PASSAGE GIVEN start

These understandings have led the IDSF to formulate a clear national vision based on in-depth research and touching on all the areas that shape Israeli society. In this article, we will be focusing — with the help of Maj. Gen. (Res.) Gershon Hacohen — on the topic of settlement. With Hacohen’s remarks as our guidelines, we will examine the geographical traits of the country’s various regions, expand on the connection between settlement and national security, and detail the settlement vision that the State of Israel must adopt in order to ensure its security for generations to come.
Background: From the Crusaders to Yitzhak Rabin — The Land of Israel as a strategic asset
The Land of Israel connects Asia to Africa and is linked to Europe by the Mediterranean Sea. By virtue of its location, it has served since ancient times as an important passageway between continents and between great powers, and for that reason many nations have tried to take control of it.
The various conquerors, and the Crusaders above all others, understood that the Land of Israel cannot be conquered and defended by occupying its coastal plain alone. So the Crusaders deployed a network of fortresses not only in the coastal cities but also in Sinai and on the ridges east of the Jordan, such as the Ajloun Castle in the land of Gilead.
Unfortunately, that important concept of breadth is not expressed in the distribution of communities today. On the contrary, more than 60% of Israel’s Jewish residents live on the coastal plain, a strip no more than 15 km wide. Furthermore, most of Israel’s strategic assets — including Ben Gurion Airport, the power stations, Ashdod Port, an office for supervision of banking, and the national headquarters of the various armed services — are all in that same tight space.
Besides being narrow and crowded, the coastal plain is dominated by the Judean Hills and by the Samarian slopes that overlook it from the east along its entire length. Those hills provide a direct view of the plain — and a convenient base for attacking it, whether by short-range rocket fire or by a ground incursion. Thus whoever controls the hills of Samaria and Judea is, for practical purposes, in control of the entire coastal plain.

PASSAGE GIVEN end
ENTRIES SHOWN start

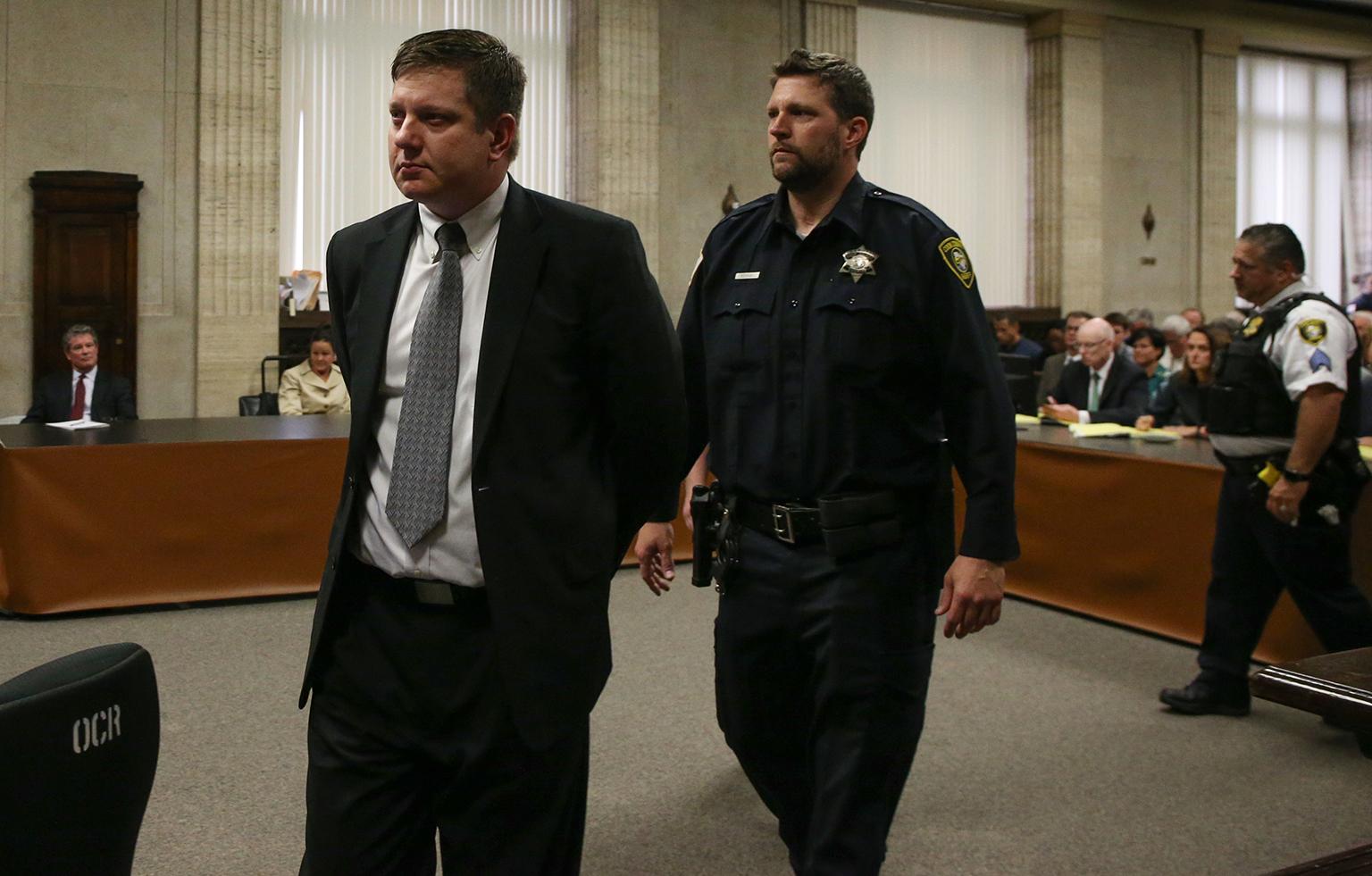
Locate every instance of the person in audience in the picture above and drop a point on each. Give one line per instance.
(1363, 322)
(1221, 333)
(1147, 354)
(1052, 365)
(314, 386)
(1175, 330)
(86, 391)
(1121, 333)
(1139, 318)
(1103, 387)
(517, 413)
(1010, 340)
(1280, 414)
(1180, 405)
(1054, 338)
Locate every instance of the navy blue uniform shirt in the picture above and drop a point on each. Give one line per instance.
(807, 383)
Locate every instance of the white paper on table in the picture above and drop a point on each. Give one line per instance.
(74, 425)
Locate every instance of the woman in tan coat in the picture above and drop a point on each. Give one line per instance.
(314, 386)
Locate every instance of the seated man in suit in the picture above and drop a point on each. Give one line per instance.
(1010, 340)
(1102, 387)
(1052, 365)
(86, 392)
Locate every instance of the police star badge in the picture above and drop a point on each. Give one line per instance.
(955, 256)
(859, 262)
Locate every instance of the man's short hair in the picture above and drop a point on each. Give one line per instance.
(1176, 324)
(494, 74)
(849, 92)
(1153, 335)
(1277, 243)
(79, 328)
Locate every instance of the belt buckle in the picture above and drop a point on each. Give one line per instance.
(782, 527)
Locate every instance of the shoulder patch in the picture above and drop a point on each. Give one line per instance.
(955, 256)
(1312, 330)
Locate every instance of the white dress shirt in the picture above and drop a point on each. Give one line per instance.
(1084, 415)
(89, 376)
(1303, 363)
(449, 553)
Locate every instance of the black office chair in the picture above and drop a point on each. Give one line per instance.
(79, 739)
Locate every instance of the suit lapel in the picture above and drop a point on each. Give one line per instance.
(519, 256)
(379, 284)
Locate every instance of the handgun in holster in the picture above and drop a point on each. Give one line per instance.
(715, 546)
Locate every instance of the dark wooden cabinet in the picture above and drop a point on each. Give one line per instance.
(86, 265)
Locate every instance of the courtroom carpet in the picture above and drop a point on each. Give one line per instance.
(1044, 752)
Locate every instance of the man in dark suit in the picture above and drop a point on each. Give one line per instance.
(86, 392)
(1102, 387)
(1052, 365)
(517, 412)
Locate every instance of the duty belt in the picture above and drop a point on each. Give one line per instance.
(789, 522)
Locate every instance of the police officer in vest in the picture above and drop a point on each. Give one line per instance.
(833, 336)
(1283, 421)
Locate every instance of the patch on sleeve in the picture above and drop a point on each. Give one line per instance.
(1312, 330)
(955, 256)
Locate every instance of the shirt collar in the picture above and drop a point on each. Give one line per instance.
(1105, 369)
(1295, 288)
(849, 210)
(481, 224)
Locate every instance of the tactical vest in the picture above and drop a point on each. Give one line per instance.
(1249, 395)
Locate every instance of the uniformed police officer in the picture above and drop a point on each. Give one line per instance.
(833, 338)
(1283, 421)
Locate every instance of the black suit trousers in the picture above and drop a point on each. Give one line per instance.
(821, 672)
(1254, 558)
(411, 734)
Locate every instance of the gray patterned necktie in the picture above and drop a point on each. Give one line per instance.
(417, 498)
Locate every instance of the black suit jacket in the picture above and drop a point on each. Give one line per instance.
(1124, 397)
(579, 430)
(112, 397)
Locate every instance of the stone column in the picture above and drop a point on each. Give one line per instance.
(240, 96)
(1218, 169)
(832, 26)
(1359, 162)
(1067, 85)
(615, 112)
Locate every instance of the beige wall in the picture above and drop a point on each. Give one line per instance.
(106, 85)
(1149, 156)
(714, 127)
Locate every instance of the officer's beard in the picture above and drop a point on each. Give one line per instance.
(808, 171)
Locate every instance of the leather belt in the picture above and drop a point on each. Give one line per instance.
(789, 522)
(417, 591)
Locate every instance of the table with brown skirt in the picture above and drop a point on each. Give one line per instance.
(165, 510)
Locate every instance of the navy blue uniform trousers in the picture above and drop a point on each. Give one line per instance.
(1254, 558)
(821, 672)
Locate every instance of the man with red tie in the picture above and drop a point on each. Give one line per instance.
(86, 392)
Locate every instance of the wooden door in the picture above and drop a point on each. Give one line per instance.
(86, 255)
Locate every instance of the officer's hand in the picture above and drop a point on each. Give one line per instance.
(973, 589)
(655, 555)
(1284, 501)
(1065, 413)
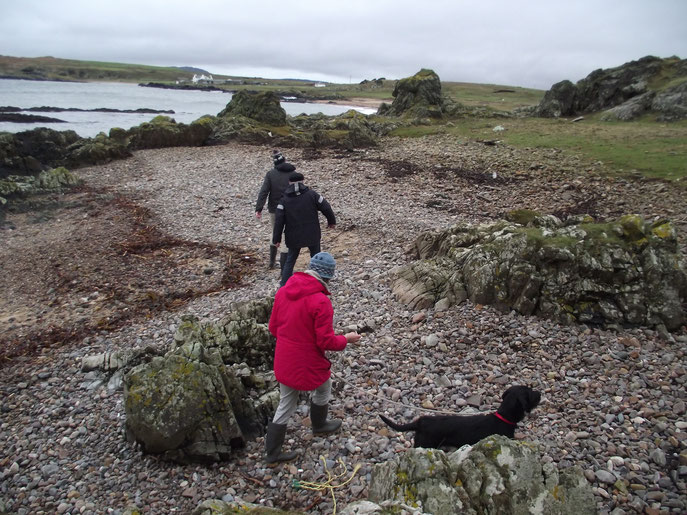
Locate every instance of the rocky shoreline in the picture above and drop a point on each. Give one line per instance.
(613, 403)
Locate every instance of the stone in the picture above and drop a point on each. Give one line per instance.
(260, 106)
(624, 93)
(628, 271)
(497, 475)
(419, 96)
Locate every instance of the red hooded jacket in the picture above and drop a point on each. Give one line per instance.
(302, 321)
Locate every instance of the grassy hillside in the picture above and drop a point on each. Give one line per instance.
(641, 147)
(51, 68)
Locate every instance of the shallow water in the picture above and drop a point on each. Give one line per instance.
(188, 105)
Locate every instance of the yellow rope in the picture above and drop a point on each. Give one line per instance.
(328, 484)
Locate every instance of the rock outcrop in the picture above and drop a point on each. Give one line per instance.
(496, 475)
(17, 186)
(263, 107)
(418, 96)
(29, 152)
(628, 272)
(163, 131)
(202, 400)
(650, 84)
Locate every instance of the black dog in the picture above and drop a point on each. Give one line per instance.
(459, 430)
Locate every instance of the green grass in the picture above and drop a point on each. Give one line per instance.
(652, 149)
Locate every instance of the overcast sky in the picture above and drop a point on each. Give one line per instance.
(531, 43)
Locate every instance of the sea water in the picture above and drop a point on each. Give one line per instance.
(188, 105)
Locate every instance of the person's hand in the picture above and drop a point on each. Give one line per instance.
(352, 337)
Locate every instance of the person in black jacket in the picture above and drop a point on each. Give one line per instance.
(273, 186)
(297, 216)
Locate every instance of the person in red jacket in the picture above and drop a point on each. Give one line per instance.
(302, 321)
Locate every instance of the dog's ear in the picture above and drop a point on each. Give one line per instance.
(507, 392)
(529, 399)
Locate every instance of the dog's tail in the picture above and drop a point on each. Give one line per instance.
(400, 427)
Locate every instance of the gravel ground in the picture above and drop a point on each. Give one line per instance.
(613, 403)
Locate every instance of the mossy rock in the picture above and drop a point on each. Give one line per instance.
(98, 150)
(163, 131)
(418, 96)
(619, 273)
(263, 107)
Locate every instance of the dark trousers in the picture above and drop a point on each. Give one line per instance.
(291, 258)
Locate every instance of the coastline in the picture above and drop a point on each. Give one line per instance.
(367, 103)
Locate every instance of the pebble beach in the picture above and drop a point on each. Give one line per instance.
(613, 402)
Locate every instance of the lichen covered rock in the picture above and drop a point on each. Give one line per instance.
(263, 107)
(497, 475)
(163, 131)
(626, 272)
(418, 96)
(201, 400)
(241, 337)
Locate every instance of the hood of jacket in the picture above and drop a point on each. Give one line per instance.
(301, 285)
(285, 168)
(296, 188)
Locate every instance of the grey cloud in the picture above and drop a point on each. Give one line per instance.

ENTRIES SHOWN end

--- GIVEN PROBLEM ---
Quote the part of the passage on settlement and national security that starts at "The various conquerors, and" and ends at "land of Gilead.".

--- FULL RESPONSE ---
The various conquerors, and the Crusaders above all others, understood that the Land of Israel cannot be conquered and defended by occupying its coastal plain alone. So the Crusaders deployed a network of fortresses not only in the coastal cities but also in Sinai and on the ridges east of the Jordan, such as the Ajloun Castle in the land of Gilead.